Work instructions
The number of lines containing "lagoon" is the only answer wanted; work it out from the entries below.

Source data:
# # # # #

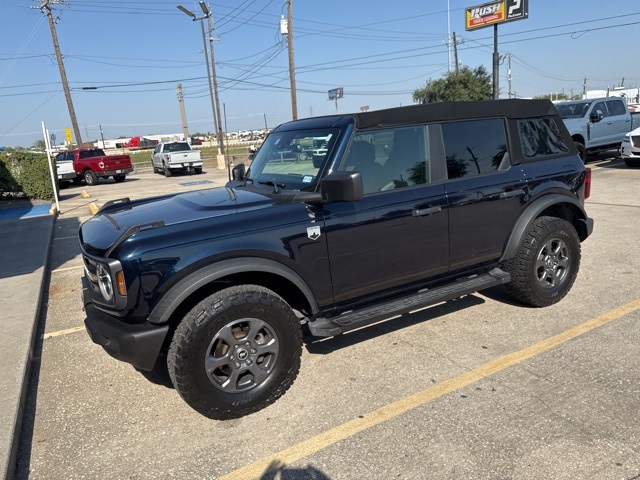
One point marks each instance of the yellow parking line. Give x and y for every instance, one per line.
x=66, y=269
x=47, y=336
x=388, y=412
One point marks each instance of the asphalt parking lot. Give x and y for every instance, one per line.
x=480, y=387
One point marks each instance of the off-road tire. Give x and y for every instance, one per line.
x=546, y=262
x=206, y=334
x=90, y=178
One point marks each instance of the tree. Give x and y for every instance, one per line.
x=464, y=85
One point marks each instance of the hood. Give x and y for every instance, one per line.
x=114, y=223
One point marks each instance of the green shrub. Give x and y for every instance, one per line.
x=25, y=173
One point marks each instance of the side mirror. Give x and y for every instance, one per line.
x=238, y=172
x=342, y=187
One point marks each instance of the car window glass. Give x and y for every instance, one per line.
x=475, y=147
x=541, y=137
x=602, y=108
x=616, y=107
x=389, y=159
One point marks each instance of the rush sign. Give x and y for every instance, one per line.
x=499, y=11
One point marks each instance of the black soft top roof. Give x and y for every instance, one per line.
x=432, y=112
x=445, y=111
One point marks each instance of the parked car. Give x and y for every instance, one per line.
x=90, y=164
x=402, y=209
x=175, y=156
x=596, y=123
x=630, y=148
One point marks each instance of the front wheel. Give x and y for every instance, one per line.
x=90, y=178
x=236, y=352
x=546, y=263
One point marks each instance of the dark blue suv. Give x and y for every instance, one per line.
x=339, y=222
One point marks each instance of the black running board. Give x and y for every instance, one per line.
x=327, y=327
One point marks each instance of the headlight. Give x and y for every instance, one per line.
x=104, y=282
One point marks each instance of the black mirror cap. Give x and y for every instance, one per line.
x=238, y=172
x=342, y=187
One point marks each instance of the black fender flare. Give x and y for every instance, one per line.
x=531, y=213
x=198, y=279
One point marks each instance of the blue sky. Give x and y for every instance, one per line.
x=135, y=53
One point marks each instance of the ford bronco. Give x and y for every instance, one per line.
x=400, y=209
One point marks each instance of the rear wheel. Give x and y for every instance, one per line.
x=90, y=178
x=546, y=263
x=236, y=352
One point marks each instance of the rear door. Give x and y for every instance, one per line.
x=486, y=193
x=397, y=235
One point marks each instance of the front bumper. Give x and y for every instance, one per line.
x=110, y=173
x=136, y=343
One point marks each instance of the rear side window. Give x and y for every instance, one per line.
x=616, y=107
x=475, y=147
x=541, y=137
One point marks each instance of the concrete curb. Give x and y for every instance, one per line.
x=18, y=340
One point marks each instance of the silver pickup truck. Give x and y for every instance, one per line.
x=596, y=123
x=175, y=156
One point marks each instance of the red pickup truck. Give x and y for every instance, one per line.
x=91, y=164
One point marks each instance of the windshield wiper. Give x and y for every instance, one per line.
x=276, y=186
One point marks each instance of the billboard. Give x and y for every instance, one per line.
x=336, y=93
x=492, y=13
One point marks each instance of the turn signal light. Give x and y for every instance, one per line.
x=122, y=288
x=587, y=184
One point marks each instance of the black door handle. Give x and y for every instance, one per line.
x=426, y=211
x=512, y=193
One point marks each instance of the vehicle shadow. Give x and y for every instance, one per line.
x=325, y=345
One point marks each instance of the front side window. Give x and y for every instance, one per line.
x=474, y=147
x=390, y=158
x=292, y=160
x=541, y=137
x=616, y=107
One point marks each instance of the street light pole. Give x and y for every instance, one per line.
x=207, y=14
x=215, y=88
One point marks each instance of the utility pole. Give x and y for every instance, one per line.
x=455, y=51
x=185, y=129
x=292, y=74
x=215, y=88
x=509, y=72
x=46, y=8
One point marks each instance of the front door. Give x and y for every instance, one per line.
x=397, y=235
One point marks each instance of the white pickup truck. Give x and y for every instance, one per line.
x=175, y=156
x=596, y=123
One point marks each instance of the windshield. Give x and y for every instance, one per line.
x=573, y=110
x=293, y=159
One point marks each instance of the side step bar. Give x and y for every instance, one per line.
x=327, y=327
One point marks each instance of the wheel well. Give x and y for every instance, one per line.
x=570, y=213
x=279, y=285
x=578, y=138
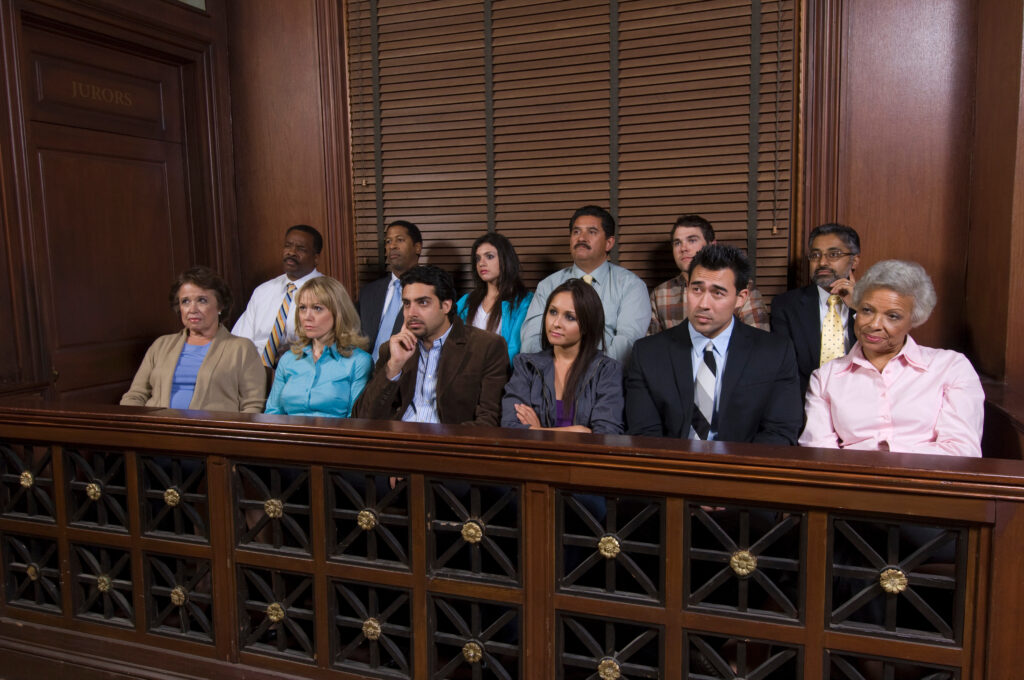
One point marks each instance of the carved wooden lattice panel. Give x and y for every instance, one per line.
x=272, y=507
x=174, y=497
x=95, y=487
x=708, y=656
x=276, y=613
x=102, y=584
x=32, y=572
x=610, y=546
x=475, y=639
x=474, y=530
x=179, y=597
x=369, y=518
x=589, y=647
x=744, y=560
x=905, y=579
x=373, y=629
x=27, y=481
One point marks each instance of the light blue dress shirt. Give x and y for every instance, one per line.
x=626, y=302
x=328, y=387
x=720, y=343
x=423, y=408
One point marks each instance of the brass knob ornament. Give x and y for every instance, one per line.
x=743, y=562
x=472, y=652
x=608, y=669
x=178, y=596
x=372, y=629
x=472, y=532
x=103, y=583
x=273, y=508
x=609, y=547
x=893, y=581
x=367, y=519
x=172, y=497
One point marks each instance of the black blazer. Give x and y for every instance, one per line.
x=371, y=307
x=760, y=398
x=795, y=315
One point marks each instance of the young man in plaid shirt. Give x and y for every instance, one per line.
x=668, y=301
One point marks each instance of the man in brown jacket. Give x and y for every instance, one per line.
x=436, y=370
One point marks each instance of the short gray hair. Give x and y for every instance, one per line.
x=903, y=278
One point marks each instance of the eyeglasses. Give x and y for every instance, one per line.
x=830, y=255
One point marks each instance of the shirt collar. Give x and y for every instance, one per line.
x=720, y=341
x=600, y=274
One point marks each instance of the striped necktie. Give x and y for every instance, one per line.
x=704, y=393
x=272, y=350
x=833, y=342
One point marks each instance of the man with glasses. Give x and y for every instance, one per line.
x=816, y=317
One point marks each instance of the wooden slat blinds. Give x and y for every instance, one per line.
x=509, y=115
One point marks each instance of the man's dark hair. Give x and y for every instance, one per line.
x=207, y=279
x=317, y=239
x=695, y=221
x=607, y=221
x=432, y=275
x=846, y=234
x=412, y=229
x=716, y=257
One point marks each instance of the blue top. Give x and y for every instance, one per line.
x=183, y=382
x=512, y=319
x=328, y=387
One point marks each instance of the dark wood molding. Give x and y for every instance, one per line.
x=331, y=20
x=821, y=108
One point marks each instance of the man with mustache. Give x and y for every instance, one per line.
x=269, y=317
x=435, y=369
x=624, y=295
x=816, y=317
x=380, y=301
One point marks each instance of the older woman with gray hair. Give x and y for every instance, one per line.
x=889, y=393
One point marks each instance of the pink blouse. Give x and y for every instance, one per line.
x=925, y=400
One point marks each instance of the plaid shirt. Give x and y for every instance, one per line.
x=668, y=306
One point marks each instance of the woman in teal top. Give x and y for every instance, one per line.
x=499, y=301
x=328, y=368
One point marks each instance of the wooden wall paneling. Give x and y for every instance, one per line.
x=19, y=342
x=279, y=132
x=997, y=144
x=94, y=87
x=904, y=147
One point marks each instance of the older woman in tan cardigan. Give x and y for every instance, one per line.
x=203, y=366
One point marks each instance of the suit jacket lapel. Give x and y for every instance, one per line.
x=740, y=348
x=682, y=369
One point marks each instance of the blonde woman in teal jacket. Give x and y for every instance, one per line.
x=499, y=300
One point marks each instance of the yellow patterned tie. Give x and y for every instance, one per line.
x=833, y=344
x=272, y=350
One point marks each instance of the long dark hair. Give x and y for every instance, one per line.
x=510, y=286
x=590, y=317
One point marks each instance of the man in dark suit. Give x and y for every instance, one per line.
x=436, y=370
x=806, y=314
x=713, y=378
x=380, y=301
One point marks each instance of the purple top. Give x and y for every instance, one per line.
x=561, y=419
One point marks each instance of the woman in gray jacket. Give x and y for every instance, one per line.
x=570, y=384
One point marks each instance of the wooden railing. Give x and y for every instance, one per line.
x=155, y=543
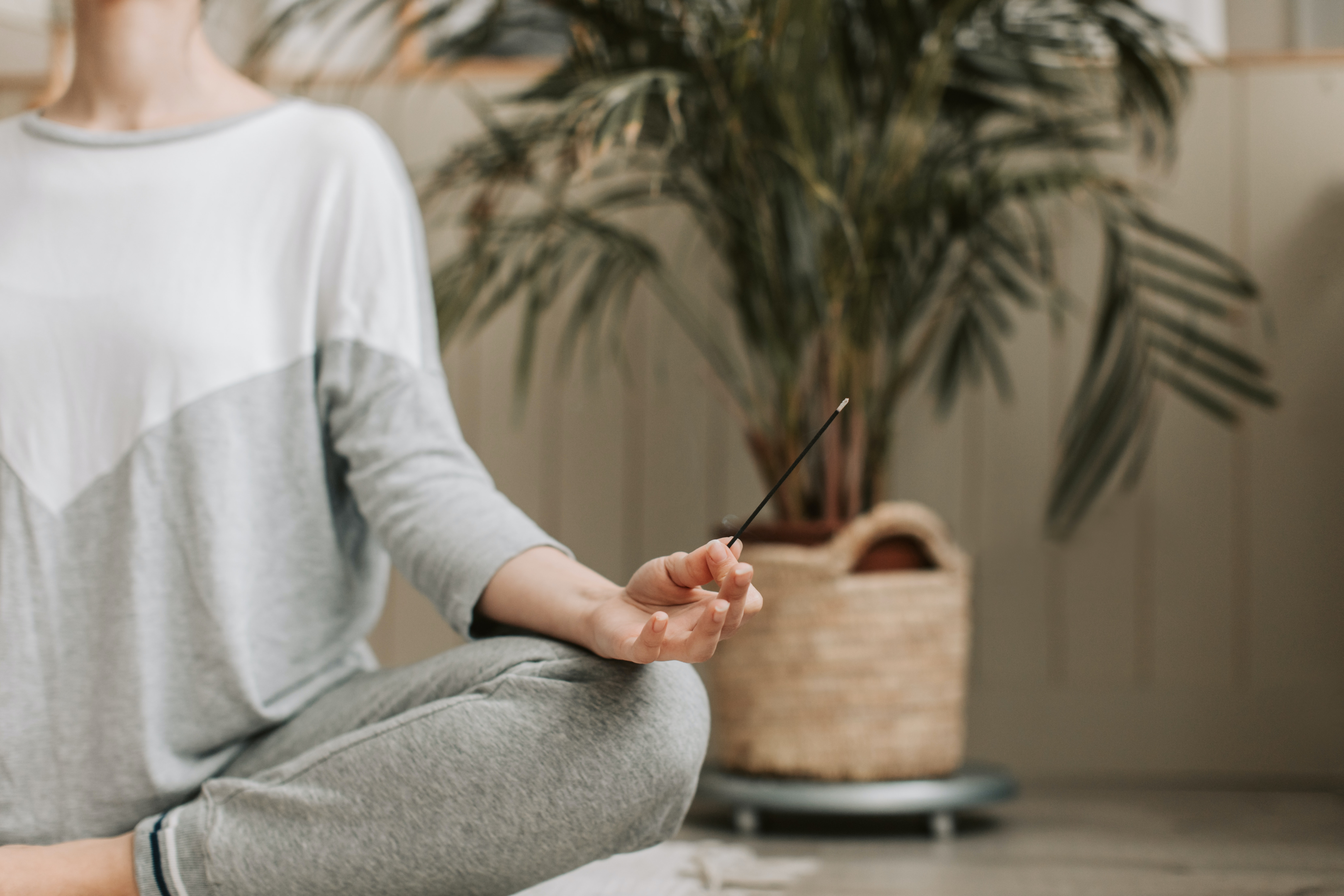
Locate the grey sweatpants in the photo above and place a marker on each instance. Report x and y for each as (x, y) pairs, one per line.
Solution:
(485, 770)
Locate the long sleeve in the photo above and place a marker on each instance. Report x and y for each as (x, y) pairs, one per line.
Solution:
(394, 438)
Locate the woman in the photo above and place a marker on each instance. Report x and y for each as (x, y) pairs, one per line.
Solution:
(221, 409)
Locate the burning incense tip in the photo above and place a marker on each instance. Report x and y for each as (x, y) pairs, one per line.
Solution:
(799, 460)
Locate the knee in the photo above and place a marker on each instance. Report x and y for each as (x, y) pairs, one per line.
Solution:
(663, 725)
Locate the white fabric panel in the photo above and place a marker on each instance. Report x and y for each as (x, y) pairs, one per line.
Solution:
(100, 346)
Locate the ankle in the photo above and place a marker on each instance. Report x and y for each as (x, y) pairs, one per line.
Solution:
(101, 867)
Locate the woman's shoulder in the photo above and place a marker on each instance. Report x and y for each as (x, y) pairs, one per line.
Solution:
(336, 135)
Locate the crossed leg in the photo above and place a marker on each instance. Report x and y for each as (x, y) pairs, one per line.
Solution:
(483, 770)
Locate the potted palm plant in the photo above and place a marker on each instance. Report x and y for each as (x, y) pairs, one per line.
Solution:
(881, 180)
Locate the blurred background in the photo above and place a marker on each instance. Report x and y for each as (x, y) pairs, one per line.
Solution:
(1193, 629)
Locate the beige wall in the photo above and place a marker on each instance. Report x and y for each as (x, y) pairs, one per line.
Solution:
(1193, 629)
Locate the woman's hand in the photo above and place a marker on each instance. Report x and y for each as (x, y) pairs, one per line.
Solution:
(662, 614)
(666, 614)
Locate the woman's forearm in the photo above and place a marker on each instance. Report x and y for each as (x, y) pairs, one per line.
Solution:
(546, 592)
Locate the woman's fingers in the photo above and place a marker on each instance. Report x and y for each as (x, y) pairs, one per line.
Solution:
(707, 563)
(648, 647)
(705, 636)
(737, 586)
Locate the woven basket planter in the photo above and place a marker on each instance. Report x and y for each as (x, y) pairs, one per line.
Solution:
(850, 676)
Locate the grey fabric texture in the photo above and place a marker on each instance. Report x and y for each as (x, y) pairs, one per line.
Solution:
(224, 577)
(480, 772)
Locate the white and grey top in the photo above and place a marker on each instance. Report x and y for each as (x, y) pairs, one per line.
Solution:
(221, 407)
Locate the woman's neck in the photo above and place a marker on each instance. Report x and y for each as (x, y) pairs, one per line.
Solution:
(146, 63)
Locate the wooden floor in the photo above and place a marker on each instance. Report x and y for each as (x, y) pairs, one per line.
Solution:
(1073, 843)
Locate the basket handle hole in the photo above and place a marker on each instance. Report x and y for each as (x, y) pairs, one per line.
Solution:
(896, 553)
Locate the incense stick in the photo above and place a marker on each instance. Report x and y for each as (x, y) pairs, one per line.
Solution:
(797, 460)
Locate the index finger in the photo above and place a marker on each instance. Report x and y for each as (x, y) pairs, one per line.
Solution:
(707, 563)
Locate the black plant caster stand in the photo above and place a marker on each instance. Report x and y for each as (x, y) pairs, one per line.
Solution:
(974, 785)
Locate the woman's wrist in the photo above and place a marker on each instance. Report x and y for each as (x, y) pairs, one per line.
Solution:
(549, 593)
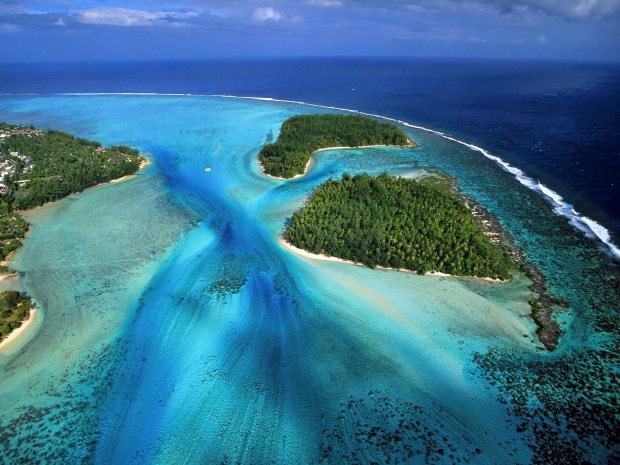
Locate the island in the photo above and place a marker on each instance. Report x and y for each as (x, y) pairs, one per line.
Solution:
(397, 223)
(302, 135)
(39, 166)
(14, 308)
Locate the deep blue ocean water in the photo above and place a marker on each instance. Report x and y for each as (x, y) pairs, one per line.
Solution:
(558, 122)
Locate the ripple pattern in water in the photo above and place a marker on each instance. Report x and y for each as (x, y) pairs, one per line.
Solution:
(177, 329)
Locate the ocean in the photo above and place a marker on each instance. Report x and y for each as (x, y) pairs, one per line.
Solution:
(558, 122)
(175, 328)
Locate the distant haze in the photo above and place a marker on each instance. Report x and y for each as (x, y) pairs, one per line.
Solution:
(579, 30)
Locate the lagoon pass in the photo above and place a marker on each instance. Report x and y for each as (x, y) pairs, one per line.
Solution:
(174, 327)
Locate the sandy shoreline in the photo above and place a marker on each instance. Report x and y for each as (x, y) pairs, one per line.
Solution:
(410, 146)
(328, 258)
(13, 335)
(129, 176)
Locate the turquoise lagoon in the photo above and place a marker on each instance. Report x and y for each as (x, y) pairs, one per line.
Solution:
(175, 328)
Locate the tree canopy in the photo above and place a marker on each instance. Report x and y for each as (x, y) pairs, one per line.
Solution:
(396, 223)
(301, 135)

# # # # #

Solution for this problem
2